◆ PROBLEM ◆
Please rewrite the listing from the line containing "Where can you spot the black glove?" through the end of the listing, keeping every line but scaling each answer coordinate by 0.8 and rounding to the nearest whole number, with halves rounded up. Leave all other numbers unchanged.

◆ Extracted listing ◆
● ● ● ●
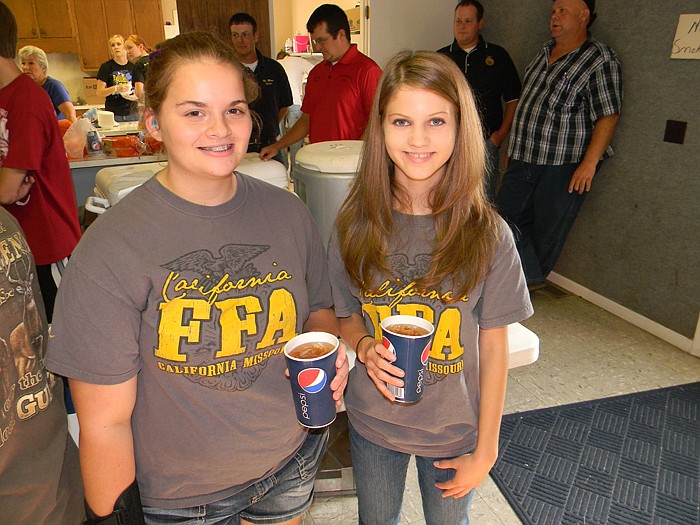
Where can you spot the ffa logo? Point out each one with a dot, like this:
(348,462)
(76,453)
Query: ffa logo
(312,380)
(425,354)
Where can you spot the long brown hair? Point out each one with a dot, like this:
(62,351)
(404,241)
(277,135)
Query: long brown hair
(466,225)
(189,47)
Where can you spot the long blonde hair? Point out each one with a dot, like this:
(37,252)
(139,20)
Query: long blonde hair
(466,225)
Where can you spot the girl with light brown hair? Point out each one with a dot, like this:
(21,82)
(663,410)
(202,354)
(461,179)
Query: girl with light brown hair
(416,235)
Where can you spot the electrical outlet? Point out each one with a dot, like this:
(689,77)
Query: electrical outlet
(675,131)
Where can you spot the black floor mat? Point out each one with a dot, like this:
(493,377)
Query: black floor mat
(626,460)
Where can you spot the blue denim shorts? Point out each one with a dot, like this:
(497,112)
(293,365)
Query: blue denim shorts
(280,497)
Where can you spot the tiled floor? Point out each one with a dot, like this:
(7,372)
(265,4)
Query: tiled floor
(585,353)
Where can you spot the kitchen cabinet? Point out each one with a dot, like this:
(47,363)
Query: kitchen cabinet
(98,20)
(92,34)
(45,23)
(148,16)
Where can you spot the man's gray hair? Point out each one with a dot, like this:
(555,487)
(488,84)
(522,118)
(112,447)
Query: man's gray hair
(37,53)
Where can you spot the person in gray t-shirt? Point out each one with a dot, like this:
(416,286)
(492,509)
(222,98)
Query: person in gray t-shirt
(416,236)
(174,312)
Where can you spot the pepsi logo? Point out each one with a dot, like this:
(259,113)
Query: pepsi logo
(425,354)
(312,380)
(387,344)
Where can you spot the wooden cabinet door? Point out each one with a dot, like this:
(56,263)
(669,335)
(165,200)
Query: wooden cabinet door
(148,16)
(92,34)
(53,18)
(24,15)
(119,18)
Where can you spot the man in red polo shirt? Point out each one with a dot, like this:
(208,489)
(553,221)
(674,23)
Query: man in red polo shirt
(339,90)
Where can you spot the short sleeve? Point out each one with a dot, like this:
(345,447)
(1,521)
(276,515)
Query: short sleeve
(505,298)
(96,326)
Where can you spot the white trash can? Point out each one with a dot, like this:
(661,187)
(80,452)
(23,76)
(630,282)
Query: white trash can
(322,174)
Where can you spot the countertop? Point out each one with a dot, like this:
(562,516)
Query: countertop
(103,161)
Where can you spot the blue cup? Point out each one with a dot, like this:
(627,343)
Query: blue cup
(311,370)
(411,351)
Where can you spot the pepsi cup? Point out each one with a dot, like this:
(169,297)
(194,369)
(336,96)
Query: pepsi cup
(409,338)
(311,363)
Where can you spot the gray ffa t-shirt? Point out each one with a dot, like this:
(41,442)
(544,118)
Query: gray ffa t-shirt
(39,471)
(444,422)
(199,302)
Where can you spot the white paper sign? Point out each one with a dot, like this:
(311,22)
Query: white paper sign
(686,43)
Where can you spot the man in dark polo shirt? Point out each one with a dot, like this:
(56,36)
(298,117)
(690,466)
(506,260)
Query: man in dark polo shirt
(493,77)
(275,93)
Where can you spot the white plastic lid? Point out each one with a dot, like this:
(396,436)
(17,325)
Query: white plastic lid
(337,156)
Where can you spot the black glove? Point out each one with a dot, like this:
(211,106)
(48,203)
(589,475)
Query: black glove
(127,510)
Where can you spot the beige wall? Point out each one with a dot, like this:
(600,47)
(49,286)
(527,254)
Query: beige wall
● ● ● ●
◆ PROBLEM SOLUTION ◆
Where can you spot the black glove? Point out each one with a dot, like this:
(211,106)
(48,203)
(589,475)
Query: black glove
(102,408)
Where can you spot the beige wall? Point out each one with a dot, like this:
(600,47)
(49,286)
(527,254)
Query: beige wall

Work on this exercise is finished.